[BEGIN DATASET]
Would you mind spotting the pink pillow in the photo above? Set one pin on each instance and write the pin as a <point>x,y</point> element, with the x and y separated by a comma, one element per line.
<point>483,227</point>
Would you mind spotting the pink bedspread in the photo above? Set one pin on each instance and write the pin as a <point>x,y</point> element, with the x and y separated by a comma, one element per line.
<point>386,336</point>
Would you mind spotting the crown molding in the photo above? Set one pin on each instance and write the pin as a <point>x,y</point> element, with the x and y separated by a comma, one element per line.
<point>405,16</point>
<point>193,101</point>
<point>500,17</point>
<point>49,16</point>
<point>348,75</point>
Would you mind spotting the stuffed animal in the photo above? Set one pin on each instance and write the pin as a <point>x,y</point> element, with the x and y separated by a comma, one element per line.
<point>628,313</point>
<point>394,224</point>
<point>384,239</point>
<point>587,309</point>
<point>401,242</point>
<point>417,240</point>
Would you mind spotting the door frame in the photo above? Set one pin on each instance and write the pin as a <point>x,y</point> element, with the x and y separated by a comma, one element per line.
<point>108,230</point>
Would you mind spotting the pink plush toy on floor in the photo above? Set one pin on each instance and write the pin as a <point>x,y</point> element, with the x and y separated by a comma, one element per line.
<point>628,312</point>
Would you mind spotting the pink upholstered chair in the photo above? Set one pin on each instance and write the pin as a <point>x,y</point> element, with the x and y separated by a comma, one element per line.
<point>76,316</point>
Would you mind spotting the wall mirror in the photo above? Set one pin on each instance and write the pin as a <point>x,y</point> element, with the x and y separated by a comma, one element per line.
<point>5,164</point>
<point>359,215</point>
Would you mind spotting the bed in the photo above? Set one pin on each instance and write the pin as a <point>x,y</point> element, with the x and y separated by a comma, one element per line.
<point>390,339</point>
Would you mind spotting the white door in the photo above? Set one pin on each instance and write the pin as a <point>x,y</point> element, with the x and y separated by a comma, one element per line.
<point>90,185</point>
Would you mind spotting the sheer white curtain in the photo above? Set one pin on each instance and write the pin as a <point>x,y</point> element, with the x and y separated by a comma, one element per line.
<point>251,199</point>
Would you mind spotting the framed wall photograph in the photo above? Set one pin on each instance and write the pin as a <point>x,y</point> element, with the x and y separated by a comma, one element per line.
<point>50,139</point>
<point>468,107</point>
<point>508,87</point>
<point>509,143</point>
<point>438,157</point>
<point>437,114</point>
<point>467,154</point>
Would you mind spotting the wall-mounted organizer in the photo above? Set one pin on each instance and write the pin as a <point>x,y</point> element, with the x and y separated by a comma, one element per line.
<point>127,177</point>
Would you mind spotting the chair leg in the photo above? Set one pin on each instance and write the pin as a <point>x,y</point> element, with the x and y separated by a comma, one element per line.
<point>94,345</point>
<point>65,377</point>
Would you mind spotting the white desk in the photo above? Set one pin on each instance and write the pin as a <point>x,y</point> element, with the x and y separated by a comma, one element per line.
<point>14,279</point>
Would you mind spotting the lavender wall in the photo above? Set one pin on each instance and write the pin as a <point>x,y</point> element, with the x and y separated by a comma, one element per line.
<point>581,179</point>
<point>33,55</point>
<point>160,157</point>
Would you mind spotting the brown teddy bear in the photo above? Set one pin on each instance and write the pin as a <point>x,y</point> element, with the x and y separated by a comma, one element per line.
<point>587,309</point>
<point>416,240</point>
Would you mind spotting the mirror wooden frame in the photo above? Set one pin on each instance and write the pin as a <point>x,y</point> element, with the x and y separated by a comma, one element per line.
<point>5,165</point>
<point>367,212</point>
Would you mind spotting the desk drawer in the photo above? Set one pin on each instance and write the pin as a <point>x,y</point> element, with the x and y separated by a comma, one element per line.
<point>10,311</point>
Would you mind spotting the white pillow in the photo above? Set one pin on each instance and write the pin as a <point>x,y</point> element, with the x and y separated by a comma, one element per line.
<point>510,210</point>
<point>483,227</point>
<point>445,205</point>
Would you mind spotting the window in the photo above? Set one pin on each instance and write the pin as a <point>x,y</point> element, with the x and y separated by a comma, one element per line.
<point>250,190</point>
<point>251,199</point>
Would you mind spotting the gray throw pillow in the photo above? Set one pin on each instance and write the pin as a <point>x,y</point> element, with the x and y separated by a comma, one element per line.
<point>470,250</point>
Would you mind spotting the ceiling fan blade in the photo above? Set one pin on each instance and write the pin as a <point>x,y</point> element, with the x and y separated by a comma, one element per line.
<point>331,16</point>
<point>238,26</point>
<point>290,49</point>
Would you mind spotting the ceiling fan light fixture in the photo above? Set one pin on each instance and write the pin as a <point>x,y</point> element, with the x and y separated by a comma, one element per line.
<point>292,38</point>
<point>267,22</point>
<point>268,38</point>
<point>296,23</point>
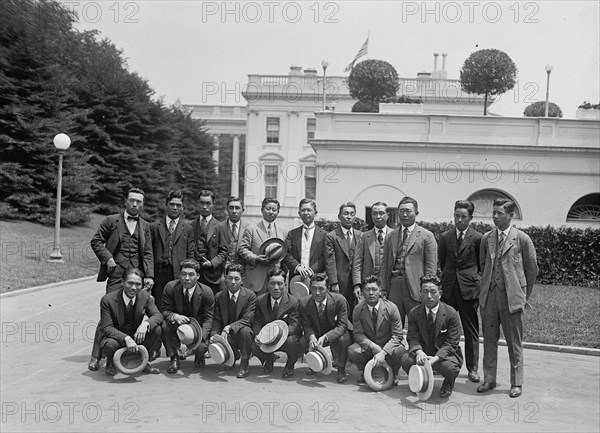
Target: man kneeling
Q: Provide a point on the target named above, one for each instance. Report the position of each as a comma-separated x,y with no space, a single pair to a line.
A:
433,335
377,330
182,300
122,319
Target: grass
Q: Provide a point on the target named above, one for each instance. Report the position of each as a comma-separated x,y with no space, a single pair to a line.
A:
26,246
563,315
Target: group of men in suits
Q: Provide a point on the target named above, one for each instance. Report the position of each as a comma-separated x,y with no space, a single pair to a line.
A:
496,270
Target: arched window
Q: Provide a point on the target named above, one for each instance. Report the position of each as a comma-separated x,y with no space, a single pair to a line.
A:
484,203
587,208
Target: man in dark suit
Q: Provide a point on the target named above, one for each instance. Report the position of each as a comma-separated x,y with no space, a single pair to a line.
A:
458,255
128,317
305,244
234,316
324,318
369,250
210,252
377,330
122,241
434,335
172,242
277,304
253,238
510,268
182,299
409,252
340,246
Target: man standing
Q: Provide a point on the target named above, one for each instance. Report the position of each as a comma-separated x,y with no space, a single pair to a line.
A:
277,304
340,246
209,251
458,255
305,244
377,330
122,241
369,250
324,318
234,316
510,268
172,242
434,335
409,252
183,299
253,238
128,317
[END DATASET]
* **INSTRUCTIONS FOR THE TASK**:
Copy everything from the line containing "Would you mind spotting the pink upholstered" down to the line containing "<point>76,316</point>", swapping in "sofa" wherever "chair" appears and leaving the rest of those lines unchanged.

* **REPLY**:
Would you mind spotting the pink upholstered sofa in the photo above? Set one pin on each instance and write the pin as a <point>x,y</point> element, with the x and y separated by a comma, one element per line.
<point>76,316</point>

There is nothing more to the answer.